Aujourd’hui le marché du mobile africain est évalué à 48,5 milliards d’euros. En fonction des zones géographiques, ce chiffre correspond à des réalités complexes et variables. Le secteur est en pleine expansion en Afrique de l’Ouest et de l’Est, mais les acteurs font face à un ralentissement de la croissance dans certains marchés matures ou historiques, et à une stagnation en Afrique centrale.
Analyse de Philippe Montourcier, directeur général adjoint chargé des finances de l’opérateur de téléphonie mobile algérien Djezzy, sur un marché en plein changement.
Le secteur des télécoms africain, un secteur en pleine croissance
Le développement du secteur des télécommunications sur les marchés occidentaux a été rythmé par les avancées technologiques. En Afrique, l’expansion du marché des télécommunications a débuté alors que la téléphonie mobile et l’Internet mobile étaient déjà développés. Le continent africain a directement adopté le mobile en outrepassant le passage par le développement des technologies fixes. Aujourd’hui, 60% des connexions Internet africaines sont effectuées depuis un mobile. Le taux de pénétration du fixe y est de seulement 2% et il est constitué essentiellement de clients professionnels, comme des administrations ou des grandes entreprises.

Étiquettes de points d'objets
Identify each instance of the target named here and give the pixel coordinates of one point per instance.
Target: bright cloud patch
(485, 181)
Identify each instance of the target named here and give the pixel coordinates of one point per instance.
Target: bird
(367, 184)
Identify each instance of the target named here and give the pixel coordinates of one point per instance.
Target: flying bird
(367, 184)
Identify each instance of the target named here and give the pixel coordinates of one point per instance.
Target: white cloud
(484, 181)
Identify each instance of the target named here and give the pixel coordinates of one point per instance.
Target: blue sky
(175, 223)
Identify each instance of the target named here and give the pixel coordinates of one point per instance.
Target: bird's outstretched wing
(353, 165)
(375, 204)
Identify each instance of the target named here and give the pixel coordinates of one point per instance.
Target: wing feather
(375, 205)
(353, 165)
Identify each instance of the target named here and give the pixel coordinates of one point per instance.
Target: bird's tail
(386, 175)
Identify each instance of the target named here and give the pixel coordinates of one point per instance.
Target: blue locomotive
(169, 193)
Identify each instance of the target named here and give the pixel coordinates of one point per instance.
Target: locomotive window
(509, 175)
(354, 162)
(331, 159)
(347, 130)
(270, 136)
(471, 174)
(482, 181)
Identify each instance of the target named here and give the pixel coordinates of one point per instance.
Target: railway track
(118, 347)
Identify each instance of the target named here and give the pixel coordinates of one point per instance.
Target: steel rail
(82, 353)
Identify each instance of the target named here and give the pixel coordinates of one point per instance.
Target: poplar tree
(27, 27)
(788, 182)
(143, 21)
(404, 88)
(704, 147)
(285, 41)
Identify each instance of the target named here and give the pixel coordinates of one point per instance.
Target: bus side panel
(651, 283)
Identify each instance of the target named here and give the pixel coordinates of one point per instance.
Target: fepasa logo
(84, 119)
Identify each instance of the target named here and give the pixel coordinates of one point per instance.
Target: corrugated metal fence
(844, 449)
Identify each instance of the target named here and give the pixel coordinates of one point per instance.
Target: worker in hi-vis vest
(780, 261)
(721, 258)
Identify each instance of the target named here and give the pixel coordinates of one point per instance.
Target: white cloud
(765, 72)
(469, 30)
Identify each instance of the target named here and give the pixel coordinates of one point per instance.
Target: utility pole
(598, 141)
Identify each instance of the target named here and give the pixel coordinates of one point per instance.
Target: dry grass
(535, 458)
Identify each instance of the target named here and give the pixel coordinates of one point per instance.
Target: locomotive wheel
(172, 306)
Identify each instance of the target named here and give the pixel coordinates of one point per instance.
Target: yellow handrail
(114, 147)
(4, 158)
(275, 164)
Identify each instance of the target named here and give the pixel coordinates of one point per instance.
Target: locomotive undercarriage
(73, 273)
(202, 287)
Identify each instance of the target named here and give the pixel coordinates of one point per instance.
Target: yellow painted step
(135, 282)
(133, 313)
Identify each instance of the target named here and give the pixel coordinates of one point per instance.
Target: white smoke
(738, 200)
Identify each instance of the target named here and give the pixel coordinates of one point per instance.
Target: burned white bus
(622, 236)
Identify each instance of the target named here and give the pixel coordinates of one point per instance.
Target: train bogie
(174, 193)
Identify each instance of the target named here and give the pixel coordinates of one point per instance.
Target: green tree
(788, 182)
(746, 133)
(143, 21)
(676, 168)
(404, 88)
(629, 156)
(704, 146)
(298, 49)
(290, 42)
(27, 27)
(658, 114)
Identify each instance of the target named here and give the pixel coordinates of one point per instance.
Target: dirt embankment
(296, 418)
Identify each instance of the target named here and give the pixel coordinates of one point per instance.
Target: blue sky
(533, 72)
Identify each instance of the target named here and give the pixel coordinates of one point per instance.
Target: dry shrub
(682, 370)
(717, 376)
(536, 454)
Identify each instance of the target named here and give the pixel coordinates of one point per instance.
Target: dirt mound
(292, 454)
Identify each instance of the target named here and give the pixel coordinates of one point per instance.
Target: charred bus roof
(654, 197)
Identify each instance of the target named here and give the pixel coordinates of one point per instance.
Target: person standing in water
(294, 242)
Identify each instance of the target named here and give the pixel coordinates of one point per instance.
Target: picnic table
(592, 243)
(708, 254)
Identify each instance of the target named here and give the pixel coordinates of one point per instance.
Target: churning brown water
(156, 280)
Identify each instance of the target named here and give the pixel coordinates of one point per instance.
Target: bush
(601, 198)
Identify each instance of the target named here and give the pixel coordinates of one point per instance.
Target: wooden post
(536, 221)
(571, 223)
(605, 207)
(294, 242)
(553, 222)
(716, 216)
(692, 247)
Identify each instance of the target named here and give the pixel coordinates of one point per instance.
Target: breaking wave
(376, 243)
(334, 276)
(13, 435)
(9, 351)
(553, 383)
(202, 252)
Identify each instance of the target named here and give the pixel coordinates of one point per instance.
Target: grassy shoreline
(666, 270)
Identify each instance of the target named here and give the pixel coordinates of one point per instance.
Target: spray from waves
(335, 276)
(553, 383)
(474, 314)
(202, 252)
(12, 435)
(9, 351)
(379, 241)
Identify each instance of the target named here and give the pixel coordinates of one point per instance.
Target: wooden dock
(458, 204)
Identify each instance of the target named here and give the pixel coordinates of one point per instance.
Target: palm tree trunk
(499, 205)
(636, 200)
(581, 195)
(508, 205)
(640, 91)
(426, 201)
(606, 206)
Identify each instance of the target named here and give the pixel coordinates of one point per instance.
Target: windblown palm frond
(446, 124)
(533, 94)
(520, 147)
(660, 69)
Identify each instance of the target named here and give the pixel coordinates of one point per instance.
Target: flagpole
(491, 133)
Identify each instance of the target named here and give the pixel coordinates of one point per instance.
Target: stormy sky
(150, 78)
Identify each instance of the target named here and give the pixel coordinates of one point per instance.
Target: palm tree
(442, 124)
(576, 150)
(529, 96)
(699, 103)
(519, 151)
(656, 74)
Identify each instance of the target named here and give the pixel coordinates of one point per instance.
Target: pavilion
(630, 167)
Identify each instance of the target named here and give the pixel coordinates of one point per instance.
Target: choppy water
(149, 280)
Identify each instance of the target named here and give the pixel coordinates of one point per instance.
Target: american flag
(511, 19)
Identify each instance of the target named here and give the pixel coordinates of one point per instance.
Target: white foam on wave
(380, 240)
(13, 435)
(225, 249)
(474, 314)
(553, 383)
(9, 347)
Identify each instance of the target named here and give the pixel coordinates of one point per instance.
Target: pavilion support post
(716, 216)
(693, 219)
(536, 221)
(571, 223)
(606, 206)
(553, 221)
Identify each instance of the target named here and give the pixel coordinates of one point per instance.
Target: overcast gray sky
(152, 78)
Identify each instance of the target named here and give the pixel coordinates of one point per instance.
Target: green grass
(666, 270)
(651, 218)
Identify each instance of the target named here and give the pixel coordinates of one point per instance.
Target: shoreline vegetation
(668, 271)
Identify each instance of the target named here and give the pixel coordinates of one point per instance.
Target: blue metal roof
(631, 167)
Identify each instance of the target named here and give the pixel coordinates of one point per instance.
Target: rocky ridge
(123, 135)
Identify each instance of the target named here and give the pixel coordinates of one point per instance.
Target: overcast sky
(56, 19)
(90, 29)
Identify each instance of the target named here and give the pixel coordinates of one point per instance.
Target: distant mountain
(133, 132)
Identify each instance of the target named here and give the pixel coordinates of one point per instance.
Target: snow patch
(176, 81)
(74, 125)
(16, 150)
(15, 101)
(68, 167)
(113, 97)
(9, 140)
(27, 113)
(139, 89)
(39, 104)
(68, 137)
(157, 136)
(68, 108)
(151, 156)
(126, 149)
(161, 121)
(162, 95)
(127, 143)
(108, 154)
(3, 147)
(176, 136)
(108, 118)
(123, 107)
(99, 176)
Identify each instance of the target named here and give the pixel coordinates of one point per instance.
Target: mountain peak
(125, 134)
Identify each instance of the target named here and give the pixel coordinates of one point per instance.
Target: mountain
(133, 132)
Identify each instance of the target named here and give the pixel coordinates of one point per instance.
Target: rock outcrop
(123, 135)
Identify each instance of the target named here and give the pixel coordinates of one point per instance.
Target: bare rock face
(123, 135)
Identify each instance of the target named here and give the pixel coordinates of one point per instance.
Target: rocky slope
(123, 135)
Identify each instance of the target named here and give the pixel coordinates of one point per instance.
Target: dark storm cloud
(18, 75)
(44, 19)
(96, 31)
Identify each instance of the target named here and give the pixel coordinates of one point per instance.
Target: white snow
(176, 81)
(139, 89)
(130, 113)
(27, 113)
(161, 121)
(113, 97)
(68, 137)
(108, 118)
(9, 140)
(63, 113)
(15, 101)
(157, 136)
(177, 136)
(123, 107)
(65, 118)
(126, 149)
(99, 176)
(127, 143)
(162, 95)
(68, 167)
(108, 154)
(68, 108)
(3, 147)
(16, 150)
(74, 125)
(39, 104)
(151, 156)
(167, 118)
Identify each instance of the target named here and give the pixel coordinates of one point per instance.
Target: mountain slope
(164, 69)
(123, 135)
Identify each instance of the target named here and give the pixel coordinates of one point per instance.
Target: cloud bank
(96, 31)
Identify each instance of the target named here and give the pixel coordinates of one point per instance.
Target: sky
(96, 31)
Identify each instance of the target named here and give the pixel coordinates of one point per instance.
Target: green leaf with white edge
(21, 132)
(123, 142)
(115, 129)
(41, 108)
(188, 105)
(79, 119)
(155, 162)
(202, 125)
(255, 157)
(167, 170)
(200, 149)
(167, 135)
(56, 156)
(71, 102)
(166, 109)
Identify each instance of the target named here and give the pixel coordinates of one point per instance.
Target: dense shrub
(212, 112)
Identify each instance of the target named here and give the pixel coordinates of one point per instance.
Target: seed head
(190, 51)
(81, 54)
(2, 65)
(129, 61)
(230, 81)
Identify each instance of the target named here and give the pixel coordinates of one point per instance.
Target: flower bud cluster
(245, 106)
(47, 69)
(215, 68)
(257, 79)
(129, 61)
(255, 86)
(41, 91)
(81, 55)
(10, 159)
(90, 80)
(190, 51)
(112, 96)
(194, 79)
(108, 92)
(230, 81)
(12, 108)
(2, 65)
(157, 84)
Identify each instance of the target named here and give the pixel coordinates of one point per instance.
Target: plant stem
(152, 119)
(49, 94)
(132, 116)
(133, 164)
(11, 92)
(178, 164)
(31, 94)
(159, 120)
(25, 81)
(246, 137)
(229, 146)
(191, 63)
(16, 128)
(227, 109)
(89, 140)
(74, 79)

__TÂCHES À RÉALISER__:
a – D'après le texte sur le marché africain du mobile, pourquoi le continent africain a-t-il adopté directement le mobile sans passer par les technologies fixes ? Répondez en une à trois phrases.
b – Poursuivez le texte sur le marché africain du mobile à partir de sa dernière phrase.
Ces enregistrements proviennent d'une autre source.

__LISTE DES RÉPONSES__:
a – En Afrique, l'expansion du marché des télécommunications a débuté alors que la téléphonie mobile et l'Internet mobile étaient déjà développés. Le continent a donc directement adopté le mobile, sans passer par le développement des technologies fixes.

b –
Pour Philippe Montourcier, les clients sont de plus en plus demandeurs de mobilité, et certaines entreprises présentes sur le continent l’ont bien compris. Chez Djezzy, cet attrait croissant des clients pour des solutions digitales a été largement pris en compte, notamment avec la création de l’application pour smartphone « Djezzy Internet ». Téléchargée plus d’un million de fois, elle a décroché la première place dans le palmarès du classement des meilleures applications en Algérie, devant Facebook, Snapchat ou encore Instagram. Un autre exemple, est celui du partenariat stratégique de Djezzy avec YA Technologies, une entreprise Algérienne, commercialisant un service de type Uber.
Si certaines entreprises ont saisi l’importance du mobile dans la société africaine de demain, les pratiques en vogue sur le continent évoluent parfois plus vite que certains groupes. Une des histoires emblématiques de ce phénomène est celle de Mo Ibrahim, précise Philippe Montourcier. En 2000, British Telecom choisissait de privilégier la téléphonie fixe, poussant un de ses salariés de l’époque – Mo Ibrahim – à quitter l’entreprise pour fonder une start-up d’optimisation des réseaux mobiles, qui l’a aujourd’hui rendu milliardaire.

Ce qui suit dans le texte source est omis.